***** Provided passage

A related effort we want to start is a public catalog of requirements published and shared as best practices across engineering subfields. Power systems, oil and gas, water treatment, rail, maritime, and process industries each have decades of accumulated requirement patterns, often locked inside proprietary documents or organizational tribal knowledge. A shared, versioned catalog of high-quality requirement templates, with proper attribution and licensing, would lower the barrier to authoring good specifications in domains where AI is now being introduced. We are interested in working with practitioners in those subfields who want to contribute templates, with academic groups building benchmark requirement sets, and with standards bodies and professional societies whose members already carry this knowledge informally. The catalog interface in vnvspec is the technical hook for that work, and we expect it to evolve substantially as contributions come in.

If any of this overlaps with what you are working on, the GitHub issues page is the right place to start a conversation, and our lab’s collaboration channels are listed at ai-vnv.kfupm.io.

**********

*To do*:
A - Set down the stretch of the catalog passage from "If any of this" through "listed at ai-vnv.kfupm.io.", word for word.
B - According to the catalog passage, what serves as the technical hook for the catalog work?
The rows after the catalog passage come from an unrelated source.

***** Data records

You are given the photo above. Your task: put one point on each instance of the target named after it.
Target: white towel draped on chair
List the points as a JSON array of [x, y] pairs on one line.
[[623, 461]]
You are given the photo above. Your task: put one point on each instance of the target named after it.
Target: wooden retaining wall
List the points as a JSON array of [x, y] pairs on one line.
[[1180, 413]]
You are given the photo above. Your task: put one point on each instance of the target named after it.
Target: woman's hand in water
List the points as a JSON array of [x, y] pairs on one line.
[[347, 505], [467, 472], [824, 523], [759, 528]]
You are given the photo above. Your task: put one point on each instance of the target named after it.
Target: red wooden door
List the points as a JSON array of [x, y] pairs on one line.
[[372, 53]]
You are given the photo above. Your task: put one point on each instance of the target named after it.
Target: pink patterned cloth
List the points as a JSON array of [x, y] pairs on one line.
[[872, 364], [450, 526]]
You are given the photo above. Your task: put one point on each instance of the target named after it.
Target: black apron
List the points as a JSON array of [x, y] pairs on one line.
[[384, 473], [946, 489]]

**********
***** Data records

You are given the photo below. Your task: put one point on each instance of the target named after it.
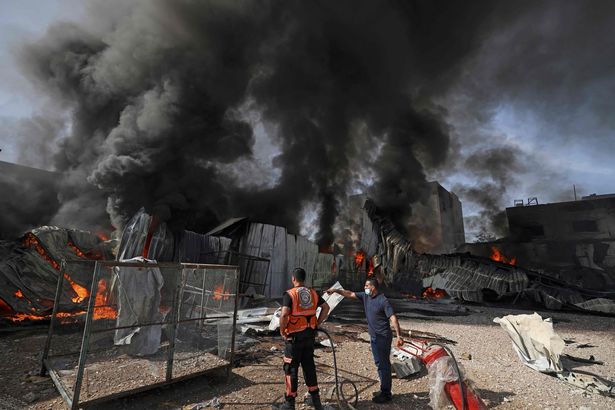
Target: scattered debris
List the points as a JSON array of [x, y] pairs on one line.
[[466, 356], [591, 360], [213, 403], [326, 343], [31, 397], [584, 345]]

**********
***** Data records

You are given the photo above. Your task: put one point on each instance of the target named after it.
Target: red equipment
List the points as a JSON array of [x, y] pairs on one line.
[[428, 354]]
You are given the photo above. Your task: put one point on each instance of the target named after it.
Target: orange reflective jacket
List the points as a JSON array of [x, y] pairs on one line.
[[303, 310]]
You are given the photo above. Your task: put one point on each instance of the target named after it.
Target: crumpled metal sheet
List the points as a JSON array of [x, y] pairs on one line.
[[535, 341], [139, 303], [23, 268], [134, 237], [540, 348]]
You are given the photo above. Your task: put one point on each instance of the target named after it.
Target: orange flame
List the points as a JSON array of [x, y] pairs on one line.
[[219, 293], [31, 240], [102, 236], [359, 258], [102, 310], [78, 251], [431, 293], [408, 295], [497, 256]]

**********

*Answers to the problems*:
A -
If any of this overlaps with what you are working on, the GitHub issues page is the right place to start a conversation, and our lab’s collaboration channels are listed at ai-vnv.kfupm.io.

B - The catalog interface in vnvspec.